BRIEF:
Pull out every line in the rows below that contains the word "tractor".

**** SUPPLIED RECORDS

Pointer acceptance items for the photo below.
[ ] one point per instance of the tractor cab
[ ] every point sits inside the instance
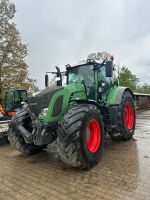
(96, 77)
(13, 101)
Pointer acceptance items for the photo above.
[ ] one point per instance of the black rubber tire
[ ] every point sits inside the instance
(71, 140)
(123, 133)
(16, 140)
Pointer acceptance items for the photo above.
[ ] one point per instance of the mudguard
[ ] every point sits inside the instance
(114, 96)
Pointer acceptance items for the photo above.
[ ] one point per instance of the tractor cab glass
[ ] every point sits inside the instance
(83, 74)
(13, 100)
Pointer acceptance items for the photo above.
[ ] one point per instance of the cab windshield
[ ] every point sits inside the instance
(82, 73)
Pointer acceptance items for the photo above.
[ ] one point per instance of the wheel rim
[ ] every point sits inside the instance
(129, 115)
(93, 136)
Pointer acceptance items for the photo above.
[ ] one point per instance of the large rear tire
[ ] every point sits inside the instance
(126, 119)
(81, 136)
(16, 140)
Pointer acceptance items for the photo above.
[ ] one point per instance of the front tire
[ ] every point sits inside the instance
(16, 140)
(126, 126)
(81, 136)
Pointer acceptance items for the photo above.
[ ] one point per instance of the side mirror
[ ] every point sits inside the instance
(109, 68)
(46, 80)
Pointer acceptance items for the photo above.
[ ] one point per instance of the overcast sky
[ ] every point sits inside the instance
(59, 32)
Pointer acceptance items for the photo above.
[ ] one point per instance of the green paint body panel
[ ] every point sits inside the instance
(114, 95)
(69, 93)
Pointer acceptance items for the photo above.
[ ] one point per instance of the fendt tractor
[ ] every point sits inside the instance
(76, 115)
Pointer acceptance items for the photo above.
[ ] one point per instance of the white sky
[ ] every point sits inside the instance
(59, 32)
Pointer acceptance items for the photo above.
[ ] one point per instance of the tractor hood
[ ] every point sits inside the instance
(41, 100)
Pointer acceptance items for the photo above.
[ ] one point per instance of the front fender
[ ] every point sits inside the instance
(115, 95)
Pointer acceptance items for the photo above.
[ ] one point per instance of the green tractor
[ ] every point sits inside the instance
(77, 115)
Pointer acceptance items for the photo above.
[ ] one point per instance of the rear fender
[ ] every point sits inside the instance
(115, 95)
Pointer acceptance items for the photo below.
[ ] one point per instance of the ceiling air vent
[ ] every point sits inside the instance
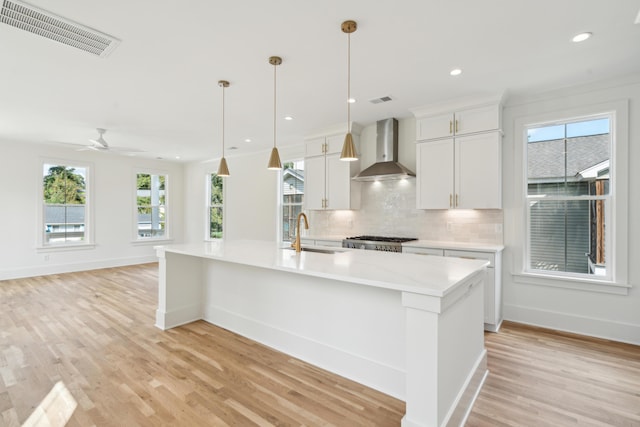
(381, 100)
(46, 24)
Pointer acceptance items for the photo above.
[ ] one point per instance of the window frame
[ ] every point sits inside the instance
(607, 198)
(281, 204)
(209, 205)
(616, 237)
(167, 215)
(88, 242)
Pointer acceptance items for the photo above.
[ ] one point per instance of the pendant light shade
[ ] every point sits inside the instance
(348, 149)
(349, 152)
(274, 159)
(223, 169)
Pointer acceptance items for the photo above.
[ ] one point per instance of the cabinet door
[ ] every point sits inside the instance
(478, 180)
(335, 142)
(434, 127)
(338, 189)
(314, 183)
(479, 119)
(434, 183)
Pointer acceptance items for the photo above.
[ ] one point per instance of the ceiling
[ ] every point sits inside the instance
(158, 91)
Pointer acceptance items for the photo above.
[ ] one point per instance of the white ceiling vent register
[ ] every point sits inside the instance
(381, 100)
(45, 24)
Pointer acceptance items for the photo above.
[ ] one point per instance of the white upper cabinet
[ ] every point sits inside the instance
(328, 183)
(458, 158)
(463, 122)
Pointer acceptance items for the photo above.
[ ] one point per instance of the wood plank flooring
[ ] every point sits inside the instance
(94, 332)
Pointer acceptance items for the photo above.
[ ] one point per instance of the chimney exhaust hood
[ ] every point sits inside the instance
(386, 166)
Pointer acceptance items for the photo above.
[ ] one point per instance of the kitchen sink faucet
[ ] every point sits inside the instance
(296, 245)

********

FINISHED EXERCISE:
[ ] one point per instance of the tractor cab
[ ] one point per instance of the tractor cab glass
[ ] one point per instance of the fendt tractor
[ ] one point per instance of the tractor hood
[ ] one point per instance of the green tractor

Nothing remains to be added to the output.